§ **Tasks**:
(A) According to the forum post on code organization in Prolog, which method do integers, strings, and lists all define that is invoked when the + operator is called?
(B) Resume the forum post on code organization in Prolog, picking up right after its last sentence.

#### Document text ####

Abstractions, Encapsulation, Coupling, and Code Organization in Prolog

[jjtolton]

Abstractions, Encapsulation, Coupling, and Code Organization in Prolog

Overview

I'm curious what everyone's experience with modularization/organization is with Prolog. I strongly suspect the answer is "DCGs", but allow me to explain my case:

In OO languages, techniques such as inheritance or SOLID principles are used to organize code in such a way that (in theory, if not practice) it is easy and comprehensible to extend, modify, and maintain the code. Python allows for operator overloading and polymorphism, so you can do fun things like

>>> 1 + 2
3

>>> "c" + "at"
"cat"

>>> [1] + [2,3]
[1,2,3]

That's because integers, strings, and lists all define the __add__(self, other) method, which is what gets invoked when the + operator is called.

#### Records shown ####

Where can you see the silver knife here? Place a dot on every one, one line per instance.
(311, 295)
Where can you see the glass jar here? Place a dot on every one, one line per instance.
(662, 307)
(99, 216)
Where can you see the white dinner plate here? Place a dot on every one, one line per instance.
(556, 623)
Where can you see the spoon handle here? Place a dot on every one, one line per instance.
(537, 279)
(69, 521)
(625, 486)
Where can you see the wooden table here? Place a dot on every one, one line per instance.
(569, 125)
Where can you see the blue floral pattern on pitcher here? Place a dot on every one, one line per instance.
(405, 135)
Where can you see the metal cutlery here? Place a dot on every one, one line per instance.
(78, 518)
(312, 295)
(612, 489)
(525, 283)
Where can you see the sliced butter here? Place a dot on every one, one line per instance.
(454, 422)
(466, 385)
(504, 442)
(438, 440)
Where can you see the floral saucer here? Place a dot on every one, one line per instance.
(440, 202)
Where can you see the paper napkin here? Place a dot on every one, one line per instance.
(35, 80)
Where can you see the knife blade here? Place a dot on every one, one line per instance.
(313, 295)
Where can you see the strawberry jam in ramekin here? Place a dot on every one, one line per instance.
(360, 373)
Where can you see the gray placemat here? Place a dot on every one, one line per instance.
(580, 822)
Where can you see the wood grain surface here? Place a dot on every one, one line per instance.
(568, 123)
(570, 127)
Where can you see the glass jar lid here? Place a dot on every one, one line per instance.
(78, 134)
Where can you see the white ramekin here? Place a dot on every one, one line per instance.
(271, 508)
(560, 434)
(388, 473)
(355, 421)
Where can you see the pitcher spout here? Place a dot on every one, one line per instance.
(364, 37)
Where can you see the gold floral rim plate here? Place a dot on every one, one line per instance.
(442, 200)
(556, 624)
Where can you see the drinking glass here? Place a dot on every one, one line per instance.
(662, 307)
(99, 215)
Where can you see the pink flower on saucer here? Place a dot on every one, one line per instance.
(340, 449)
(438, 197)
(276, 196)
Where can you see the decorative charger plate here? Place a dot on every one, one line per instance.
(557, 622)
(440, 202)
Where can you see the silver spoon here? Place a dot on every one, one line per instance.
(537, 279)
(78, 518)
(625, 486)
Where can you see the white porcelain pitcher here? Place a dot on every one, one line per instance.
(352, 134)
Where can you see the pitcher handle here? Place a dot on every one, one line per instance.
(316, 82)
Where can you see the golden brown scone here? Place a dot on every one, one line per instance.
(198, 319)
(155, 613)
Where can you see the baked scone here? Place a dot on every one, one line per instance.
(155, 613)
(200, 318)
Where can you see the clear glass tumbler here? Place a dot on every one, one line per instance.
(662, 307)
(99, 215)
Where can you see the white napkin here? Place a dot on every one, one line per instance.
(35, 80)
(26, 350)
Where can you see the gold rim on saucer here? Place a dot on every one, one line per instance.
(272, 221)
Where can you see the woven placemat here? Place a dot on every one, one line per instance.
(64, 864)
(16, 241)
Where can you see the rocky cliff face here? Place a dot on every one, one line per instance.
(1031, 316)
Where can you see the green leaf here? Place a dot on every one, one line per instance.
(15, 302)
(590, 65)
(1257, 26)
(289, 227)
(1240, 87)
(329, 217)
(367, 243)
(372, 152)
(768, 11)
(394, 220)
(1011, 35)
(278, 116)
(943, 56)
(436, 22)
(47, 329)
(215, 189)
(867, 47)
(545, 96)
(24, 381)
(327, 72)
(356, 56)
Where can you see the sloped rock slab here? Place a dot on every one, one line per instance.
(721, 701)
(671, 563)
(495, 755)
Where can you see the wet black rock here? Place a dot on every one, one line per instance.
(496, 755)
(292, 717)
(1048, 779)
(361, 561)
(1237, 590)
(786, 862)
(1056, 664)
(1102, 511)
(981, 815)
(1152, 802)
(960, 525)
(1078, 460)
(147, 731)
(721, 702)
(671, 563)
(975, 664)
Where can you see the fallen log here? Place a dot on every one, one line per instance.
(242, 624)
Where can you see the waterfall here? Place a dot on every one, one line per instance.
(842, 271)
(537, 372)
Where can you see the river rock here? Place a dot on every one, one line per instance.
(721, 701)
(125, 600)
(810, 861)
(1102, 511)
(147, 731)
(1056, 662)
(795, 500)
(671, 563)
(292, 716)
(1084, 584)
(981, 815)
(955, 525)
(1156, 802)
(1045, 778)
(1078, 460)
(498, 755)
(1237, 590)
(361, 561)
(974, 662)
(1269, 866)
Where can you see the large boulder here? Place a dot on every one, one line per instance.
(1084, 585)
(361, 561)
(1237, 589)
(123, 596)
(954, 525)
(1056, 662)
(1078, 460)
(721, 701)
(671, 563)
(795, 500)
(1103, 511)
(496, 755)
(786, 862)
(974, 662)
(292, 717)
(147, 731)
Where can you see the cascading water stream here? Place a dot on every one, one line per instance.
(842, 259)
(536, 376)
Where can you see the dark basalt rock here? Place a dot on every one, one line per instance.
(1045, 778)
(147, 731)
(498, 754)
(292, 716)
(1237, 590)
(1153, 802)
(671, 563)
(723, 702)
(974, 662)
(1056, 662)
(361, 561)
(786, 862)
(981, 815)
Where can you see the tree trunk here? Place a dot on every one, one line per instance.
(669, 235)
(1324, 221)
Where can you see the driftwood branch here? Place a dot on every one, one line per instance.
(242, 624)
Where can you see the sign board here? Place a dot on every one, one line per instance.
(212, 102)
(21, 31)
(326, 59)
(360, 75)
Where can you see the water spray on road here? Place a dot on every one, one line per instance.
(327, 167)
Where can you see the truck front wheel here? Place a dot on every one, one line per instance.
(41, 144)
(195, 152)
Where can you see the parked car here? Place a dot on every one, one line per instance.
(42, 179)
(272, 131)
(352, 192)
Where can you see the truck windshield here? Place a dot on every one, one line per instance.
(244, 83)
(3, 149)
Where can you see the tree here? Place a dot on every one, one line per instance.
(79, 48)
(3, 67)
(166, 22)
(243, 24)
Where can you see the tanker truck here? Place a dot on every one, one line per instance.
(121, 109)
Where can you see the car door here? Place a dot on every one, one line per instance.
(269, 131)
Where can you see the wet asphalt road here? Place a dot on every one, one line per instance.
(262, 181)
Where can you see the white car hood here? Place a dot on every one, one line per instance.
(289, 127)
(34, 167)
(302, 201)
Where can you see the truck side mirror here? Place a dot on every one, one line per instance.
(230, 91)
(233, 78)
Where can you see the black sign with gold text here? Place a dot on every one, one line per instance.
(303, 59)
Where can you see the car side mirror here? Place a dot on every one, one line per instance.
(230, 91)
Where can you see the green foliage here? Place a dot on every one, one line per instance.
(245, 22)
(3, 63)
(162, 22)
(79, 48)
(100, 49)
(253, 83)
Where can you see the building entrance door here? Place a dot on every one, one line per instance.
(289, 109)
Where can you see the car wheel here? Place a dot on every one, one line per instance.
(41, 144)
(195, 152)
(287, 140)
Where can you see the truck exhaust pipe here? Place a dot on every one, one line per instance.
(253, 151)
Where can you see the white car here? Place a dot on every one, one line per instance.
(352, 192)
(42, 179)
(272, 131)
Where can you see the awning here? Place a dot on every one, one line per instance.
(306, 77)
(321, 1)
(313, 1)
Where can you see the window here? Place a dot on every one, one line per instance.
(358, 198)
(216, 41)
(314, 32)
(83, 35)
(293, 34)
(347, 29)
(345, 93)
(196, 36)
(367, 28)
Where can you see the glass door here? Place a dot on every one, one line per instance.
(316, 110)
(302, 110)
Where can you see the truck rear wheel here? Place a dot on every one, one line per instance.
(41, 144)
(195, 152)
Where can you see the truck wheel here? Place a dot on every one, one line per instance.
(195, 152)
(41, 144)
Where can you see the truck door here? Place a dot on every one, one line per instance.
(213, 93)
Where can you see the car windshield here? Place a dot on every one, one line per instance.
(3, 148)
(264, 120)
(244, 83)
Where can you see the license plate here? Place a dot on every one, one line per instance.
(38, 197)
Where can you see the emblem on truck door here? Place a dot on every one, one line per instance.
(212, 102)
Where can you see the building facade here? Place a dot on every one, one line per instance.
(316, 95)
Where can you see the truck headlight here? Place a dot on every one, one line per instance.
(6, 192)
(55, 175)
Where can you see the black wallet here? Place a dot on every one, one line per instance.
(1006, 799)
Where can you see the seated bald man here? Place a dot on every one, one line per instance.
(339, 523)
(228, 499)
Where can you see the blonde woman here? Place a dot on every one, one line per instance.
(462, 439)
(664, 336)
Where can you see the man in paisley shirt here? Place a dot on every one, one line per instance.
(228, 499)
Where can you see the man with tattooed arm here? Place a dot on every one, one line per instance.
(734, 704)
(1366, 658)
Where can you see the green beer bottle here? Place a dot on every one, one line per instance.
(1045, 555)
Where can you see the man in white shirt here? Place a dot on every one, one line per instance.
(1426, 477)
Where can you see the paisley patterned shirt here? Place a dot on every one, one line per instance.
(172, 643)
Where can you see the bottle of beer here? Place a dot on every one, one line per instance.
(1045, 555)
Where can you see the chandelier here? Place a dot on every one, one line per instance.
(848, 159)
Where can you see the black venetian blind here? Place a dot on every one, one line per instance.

####

§ **Answer list**:
(A) The __add__(self, other) method.

(B)
Haskell of course really takes this to the next level, and adds a layer of type safety on top of that.

There are a zillion approaches to this, way too many to list, I'm just trying to establish some common understanding of what I'm talking about.

Prolog approaches identified "in the wild"

In exploring Prolog code, I've identified two examples so far of these techniques.

The first is the A* implementation from Prolog Programming for Artificial Intelligence, and the other is from library(atts).

The more familiar one (to some) is probably the library(atts) version loading files, where (credit @bakaq for showing this to me) users are able to define goal_expansion/2 and term_expansion/2 in their modules and they will be invoked in some way (I don't fully understand the details) in conjunction with when atts:term_attributed_variables/2 is invoked while for attributed variables, attribute_goals//1 and/or verify_attributes/3 are defined (see #2591 (comment)).

Module loading

Module loading APIs defined for atts.pl and dgs.pl

%%% atts.pl

%% ...snip...
user:term_expansion(Term0, Terms) :-
    nonvar(Term0),
    Term0 = (:- attribute Atts),
    nonvar(Atts),
    prolog_load_context(module, Module),
    phrase(expand_terms(Atts, Module), Terms).
%% ...snip...
user:goal_expansion(Term, M:put_atts(Var, Attr)) :-
    nonvar(Term),
    Term = put_atts(Var, M, Attr).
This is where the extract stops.